## begin Extract

Given an observed **aggregate** price index $\mathrm{cpi}_t$ and a matrix of
(known) sectoral aggregation weights $W_{t,k}$ — value-added (VAB) shares — the
goal is to recover the $K$ latent **sectoral** price indices $\varphi_{t,k}$ that
the aggregate is made of. The sectoral indices then feed a downstream nested
Ornstein–Uhlenbeck model (`bayesianOU`) as the market price $\varphi$.

The disaggregation is genuinely Bayesian: the aggregate enters as **evidence**
(an observation density), and the sectoral indices come out as a **posterior**
with credible intervals, not as a single deterministic re-weighting.

## Why "evidence-based": the F1–F6 history

The 0.1.x family advertised "MCMC-free Bayesian disaggregation", but the
aggregate CPI never entered the computation (F1): the "posterior" was derived
from the prior weight matrix alone, the Dirichlet concentration cancelled on
renormalization (F2), the temporal pattern cancelled too (F3), an "efficiency"
term was a fixed constant (F4), there were no recovery tests (F5), and a
correlation helper opportunistically picked whichever of Pearson/Spearman was
larger (F6). That foundational defect — not using the data — cannot be patched
within a deterministic re-weighting; the fix *is* a model that conditions on the
aggregate. The deterministic family has been removed; two honest Bayesian engines
replace it.

## The model (state-space, "Model A")

Latent state in logs, with a random walk plus drift and partial pooling:
$$
\log \varphi_{t,k} = \log \varphi_{t-1,k} + \delta_k + \tau_k\,\eta_{t,k},
\qquad \eta_{t,k}\sim\mathcal N(0,1),
$$
with $\delta_k \sim \mathcal N(\delta_\mu,\delta_\sigma)$ and
$\log\tau_k \sim \mathcal N(\mu_{\log\tau}, \sigma_{\log\tau})$ (the drift and the
innovation scale are pooled across sectors). The cross-section at $t=1$ is anchored
at the aggregate level with an **estimable** dispersion $\omega_{\text{struct}}$
(the real concentration the old Dirichlet $\gamma$ failed to be):
$$
\log\varphi_{1,k} = \log(\text{phi1\_center}) + \omega_{\text{struct}}\,z_k .
$$
The aggregate is the genuine observation:
$$
\mathrm{cpi}_t \sim \mathrm{Student\text{-}t}\!\left(\nu,\ \textstyle\sum_k W_{t,k}\,\varphi_{t,k},\ \sigma\right),
$$
(Gaussian if `student_obs = FALSE`).

### Identification, honestly (rigour by layers)

## end Extract

## Tasks
#1 How does everything from "term was a fixed" down to "replace it." in the disaggregation text read if you change "correlation helper" to "correlation utility"?
#2 Which lines of the rows contain the string "ginger"? List each one, treating case as significant.
These rows have no connection to the disaggregation text.

## begin Records provided

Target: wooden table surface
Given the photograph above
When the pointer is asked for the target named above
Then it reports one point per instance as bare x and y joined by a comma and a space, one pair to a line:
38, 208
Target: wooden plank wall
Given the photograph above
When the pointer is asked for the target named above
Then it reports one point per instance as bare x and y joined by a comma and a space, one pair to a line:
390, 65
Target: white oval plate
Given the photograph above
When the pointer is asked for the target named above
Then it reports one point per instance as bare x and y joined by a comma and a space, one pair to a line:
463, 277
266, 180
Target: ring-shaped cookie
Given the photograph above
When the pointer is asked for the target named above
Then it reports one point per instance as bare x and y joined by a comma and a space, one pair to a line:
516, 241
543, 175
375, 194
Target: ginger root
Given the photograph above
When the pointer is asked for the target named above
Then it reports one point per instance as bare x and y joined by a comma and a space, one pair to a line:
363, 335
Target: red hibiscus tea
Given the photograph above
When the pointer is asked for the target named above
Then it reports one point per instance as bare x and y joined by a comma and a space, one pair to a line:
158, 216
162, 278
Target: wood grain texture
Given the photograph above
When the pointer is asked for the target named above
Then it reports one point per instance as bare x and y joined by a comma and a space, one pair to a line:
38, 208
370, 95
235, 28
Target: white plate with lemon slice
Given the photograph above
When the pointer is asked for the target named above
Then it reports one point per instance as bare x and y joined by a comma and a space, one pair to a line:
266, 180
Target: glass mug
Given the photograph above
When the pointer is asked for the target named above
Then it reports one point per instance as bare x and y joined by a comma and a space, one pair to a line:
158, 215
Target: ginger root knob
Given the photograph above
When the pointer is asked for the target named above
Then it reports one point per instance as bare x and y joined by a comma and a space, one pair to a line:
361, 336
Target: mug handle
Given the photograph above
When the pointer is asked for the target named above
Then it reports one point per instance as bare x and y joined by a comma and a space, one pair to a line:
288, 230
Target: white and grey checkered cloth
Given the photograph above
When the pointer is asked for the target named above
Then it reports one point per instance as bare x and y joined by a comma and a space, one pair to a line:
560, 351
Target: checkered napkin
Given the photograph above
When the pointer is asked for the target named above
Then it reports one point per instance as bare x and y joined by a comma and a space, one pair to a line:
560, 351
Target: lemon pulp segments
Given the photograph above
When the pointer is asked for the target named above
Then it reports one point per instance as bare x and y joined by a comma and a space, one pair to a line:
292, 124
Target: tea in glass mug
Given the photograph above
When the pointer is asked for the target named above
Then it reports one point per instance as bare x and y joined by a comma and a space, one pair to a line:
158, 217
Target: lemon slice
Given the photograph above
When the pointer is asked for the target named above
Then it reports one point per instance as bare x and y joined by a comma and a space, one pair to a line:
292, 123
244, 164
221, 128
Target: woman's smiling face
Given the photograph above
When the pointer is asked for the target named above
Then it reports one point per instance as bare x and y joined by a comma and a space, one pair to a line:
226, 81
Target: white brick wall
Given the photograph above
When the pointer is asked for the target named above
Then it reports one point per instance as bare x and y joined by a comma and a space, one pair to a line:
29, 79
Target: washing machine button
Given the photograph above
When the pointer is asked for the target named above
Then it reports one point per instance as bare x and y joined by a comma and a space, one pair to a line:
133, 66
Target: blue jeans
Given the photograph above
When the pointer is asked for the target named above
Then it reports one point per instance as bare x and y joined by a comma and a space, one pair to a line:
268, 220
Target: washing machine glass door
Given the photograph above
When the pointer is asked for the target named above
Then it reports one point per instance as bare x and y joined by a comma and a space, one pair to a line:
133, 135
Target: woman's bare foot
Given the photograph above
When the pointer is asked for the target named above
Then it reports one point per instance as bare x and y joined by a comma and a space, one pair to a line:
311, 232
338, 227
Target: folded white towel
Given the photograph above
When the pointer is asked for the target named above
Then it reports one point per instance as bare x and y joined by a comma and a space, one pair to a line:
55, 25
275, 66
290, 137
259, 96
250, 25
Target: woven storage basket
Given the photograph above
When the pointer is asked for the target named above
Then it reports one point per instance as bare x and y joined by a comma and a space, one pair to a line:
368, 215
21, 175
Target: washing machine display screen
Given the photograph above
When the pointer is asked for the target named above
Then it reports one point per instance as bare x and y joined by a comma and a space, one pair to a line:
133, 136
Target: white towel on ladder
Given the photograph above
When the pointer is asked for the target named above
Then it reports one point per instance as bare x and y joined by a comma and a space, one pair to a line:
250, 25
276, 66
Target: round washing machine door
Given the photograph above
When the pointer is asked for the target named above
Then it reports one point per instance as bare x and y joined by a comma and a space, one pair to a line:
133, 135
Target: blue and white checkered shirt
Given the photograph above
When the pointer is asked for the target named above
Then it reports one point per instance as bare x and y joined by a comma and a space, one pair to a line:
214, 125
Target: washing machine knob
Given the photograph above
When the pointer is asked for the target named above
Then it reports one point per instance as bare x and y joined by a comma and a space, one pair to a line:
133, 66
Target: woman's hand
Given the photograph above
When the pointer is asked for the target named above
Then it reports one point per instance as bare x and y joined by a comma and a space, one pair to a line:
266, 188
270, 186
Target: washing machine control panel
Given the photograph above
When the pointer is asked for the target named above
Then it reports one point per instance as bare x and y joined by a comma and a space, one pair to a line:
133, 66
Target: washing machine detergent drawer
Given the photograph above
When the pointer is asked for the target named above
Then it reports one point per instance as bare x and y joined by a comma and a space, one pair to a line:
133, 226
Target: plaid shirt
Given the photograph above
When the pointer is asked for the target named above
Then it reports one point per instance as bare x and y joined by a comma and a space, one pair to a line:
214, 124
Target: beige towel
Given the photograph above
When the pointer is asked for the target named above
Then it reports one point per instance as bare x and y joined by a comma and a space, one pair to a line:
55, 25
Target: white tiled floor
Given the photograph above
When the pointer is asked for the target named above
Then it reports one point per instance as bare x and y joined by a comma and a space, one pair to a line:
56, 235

## end Records provided

## Exercise responses
#1
term was a fixed constant (F4), there were no recovery tests (F5), and a
correlation utility opportunistically picked whichever of Pearson/Spearman was
larger (F6). That foundational defect — not using the data — cannot be patched
within a deterministic re-weighting; the fix *is* a model that conditions on the
aggregate. The deterministic family has been removed; two honest Bayesian engines
replace it.

#2
Target: ginger root
Target: ginger root knob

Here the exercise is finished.